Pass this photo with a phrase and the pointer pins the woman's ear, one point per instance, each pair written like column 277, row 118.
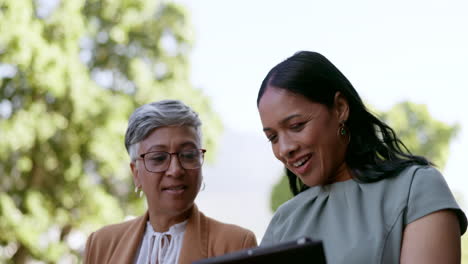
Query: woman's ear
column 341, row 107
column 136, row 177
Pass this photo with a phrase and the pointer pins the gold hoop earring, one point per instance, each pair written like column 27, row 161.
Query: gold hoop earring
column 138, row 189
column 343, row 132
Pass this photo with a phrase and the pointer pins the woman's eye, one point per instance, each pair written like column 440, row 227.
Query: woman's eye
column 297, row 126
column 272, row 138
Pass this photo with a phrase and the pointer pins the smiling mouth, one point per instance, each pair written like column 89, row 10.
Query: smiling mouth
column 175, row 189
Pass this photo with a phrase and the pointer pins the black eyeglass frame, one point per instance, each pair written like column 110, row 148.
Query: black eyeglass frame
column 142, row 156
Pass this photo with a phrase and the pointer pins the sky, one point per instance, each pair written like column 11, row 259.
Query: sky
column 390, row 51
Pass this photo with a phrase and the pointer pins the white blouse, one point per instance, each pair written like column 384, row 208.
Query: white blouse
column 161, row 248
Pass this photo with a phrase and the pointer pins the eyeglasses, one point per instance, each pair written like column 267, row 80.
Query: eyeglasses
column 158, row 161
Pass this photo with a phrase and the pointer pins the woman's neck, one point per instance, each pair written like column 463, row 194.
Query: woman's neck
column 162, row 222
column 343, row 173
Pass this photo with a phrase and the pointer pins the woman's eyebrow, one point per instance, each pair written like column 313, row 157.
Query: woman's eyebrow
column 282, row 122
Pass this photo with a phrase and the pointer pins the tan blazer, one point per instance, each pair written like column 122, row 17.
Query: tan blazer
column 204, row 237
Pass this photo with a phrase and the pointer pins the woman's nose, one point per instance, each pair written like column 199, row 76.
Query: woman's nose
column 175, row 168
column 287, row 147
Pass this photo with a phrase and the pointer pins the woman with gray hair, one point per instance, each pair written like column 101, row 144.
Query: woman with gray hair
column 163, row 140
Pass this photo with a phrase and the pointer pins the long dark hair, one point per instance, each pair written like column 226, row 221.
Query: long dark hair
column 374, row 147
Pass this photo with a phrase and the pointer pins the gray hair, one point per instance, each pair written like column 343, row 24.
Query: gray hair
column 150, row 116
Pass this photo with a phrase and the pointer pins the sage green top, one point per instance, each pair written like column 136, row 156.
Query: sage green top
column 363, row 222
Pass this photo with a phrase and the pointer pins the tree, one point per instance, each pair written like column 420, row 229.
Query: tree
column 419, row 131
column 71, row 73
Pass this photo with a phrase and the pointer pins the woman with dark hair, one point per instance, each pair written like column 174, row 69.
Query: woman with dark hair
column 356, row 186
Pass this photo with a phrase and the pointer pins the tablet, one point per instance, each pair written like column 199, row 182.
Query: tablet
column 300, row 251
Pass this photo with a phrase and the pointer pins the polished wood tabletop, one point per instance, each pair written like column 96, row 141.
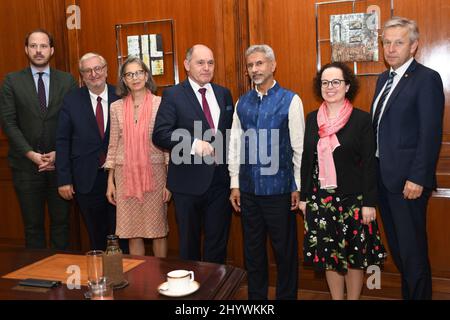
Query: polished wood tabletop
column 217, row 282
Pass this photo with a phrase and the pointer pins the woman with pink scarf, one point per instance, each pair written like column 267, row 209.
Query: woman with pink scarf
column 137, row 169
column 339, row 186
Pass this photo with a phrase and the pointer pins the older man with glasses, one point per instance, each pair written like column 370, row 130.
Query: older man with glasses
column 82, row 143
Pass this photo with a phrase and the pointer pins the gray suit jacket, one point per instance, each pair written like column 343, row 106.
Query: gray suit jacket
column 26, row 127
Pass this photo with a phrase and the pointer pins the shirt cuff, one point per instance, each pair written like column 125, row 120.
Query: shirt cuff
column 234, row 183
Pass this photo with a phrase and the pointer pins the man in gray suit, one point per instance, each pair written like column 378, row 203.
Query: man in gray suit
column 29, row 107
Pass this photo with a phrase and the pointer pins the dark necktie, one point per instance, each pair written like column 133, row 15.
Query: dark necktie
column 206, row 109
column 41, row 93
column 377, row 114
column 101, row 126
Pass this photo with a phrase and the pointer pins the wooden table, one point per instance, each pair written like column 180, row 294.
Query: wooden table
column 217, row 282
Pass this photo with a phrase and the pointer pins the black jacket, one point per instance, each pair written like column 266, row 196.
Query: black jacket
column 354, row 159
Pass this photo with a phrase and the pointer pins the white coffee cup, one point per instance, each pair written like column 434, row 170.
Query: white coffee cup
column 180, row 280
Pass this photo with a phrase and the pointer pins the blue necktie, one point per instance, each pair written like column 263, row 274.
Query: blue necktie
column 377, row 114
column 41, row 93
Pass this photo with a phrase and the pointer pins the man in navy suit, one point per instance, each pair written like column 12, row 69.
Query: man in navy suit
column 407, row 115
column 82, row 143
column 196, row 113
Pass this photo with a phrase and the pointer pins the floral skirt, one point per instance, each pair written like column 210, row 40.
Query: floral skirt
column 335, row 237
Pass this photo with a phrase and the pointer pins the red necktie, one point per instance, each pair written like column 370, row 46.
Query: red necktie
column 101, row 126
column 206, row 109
------------------------------------
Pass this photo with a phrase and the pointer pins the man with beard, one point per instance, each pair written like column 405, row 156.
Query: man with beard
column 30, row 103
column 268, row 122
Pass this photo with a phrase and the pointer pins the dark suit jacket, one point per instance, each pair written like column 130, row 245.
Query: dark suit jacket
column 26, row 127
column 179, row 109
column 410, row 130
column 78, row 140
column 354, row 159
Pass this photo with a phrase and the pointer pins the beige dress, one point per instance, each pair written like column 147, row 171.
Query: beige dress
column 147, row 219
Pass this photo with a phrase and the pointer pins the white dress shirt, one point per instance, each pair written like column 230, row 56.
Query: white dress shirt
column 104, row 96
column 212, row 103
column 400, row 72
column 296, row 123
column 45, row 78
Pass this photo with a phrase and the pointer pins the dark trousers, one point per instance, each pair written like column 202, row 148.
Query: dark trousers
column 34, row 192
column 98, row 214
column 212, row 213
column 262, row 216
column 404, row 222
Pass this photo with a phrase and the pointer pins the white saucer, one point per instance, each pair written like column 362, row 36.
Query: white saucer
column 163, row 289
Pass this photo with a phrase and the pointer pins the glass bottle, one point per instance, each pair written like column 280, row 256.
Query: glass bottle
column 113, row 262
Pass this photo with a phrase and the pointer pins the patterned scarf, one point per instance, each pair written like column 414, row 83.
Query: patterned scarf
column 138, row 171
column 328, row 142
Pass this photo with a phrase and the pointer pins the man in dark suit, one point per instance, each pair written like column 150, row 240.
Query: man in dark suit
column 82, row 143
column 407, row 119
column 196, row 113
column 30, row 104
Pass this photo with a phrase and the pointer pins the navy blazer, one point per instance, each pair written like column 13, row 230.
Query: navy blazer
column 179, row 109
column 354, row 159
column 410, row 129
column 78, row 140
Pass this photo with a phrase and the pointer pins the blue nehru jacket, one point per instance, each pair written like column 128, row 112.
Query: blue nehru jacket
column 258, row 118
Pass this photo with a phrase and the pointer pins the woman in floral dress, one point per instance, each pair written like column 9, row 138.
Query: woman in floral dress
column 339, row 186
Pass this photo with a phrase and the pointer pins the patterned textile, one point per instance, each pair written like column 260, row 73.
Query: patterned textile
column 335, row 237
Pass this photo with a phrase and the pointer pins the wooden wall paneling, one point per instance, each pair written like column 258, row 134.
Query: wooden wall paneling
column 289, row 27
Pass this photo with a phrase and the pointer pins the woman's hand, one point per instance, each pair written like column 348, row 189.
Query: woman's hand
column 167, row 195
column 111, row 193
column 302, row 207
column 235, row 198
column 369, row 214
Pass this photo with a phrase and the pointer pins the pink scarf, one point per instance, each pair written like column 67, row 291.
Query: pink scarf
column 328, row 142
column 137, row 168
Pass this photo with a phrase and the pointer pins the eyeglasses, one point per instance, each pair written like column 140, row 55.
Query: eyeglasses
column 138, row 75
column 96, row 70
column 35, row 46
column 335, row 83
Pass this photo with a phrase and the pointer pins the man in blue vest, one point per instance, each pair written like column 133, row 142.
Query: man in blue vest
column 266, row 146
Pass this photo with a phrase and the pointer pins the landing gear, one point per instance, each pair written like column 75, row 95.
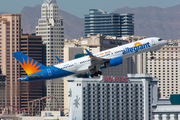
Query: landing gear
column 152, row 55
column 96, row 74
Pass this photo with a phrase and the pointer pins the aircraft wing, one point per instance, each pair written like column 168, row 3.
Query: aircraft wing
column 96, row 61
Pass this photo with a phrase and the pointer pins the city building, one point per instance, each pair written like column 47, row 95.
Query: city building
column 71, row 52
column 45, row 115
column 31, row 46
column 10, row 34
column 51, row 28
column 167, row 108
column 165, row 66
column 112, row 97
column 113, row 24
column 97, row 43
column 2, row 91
------------------------------------
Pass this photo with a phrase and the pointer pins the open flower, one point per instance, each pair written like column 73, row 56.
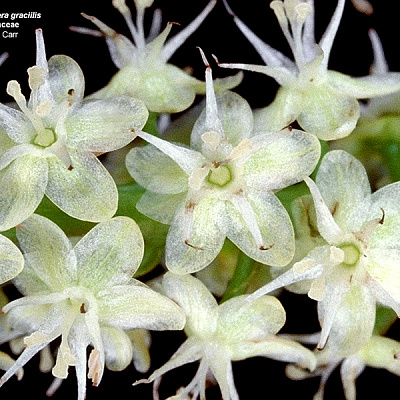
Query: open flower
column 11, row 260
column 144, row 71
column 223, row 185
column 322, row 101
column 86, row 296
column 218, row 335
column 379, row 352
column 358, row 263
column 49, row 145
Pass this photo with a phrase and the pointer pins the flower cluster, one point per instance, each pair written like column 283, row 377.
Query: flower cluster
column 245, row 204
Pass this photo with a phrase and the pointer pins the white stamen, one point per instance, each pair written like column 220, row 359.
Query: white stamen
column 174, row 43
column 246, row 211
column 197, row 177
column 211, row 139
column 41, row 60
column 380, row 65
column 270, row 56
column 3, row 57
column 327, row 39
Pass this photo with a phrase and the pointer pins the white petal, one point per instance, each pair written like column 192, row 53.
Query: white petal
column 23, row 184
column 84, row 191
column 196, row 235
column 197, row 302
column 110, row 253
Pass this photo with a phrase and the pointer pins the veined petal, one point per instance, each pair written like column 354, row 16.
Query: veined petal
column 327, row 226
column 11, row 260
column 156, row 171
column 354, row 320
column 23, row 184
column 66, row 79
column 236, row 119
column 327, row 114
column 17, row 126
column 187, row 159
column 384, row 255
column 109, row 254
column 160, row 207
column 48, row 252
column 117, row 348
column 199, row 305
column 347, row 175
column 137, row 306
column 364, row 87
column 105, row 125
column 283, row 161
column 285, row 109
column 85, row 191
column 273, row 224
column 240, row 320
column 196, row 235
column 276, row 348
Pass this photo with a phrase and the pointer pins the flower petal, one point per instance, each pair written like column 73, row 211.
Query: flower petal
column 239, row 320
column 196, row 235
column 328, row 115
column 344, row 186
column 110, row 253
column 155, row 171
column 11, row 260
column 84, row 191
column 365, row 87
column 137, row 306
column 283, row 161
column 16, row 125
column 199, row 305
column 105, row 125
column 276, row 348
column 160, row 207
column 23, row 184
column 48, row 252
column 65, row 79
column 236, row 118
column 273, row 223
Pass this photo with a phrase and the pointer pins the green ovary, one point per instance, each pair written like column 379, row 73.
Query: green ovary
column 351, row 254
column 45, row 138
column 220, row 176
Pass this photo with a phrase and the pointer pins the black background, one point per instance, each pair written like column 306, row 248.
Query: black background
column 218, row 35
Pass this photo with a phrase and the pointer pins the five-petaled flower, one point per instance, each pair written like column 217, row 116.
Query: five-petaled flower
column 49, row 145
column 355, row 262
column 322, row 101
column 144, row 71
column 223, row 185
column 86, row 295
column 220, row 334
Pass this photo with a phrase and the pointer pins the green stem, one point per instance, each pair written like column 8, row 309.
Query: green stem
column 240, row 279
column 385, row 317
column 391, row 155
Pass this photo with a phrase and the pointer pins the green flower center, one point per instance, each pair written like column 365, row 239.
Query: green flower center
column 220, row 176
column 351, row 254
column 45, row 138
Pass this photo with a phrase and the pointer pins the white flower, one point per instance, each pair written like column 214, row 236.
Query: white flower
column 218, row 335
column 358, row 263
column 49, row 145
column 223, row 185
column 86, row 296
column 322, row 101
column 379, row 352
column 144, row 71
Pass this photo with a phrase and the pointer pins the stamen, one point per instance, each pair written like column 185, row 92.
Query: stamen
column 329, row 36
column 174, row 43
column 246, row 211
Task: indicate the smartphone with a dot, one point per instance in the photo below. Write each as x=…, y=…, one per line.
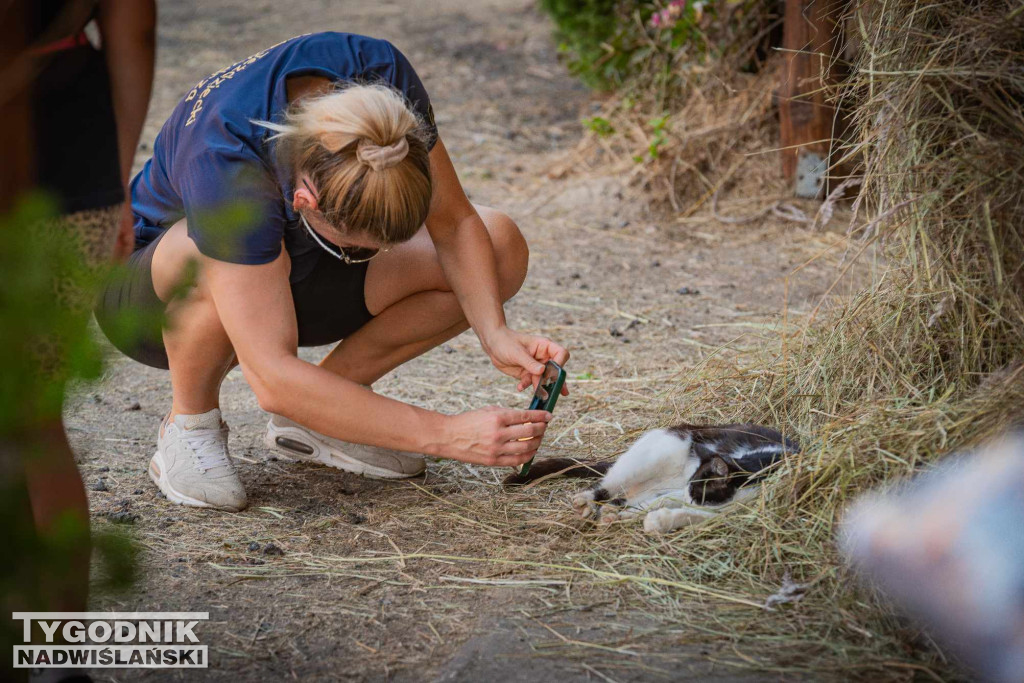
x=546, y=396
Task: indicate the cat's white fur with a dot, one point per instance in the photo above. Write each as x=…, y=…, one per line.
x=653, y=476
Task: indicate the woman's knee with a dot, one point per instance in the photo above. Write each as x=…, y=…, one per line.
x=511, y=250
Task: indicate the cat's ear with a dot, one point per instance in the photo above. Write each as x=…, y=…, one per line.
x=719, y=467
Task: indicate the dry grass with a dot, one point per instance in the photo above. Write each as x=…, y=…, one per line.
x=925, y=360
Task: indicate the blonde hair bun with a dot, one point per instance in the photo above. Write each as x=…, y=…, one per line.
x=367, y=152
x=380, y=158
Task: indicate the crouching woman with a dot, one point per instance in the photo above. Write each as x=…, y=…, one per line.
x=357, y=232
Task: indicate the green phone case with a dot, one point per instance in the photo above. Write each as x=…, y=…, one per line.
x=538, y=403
------------------------------------
▶ Problem details
Produce a word-for-word copy of everything above from the line holding "405, row 156." down to the line holding "130, row 245.", with both of those lines kept.

▶ Exercise output
Pass this photo with a phrase and the pointer pins the man with beard, one point per instance, each pair written like column 405, row 156.
Query: man with beard
column 30, row 103
column 268, row 122
Pass this photo with a phrase and the pointer pins the dark suit jacket, one point per instance, each pair written like column 130, row 245.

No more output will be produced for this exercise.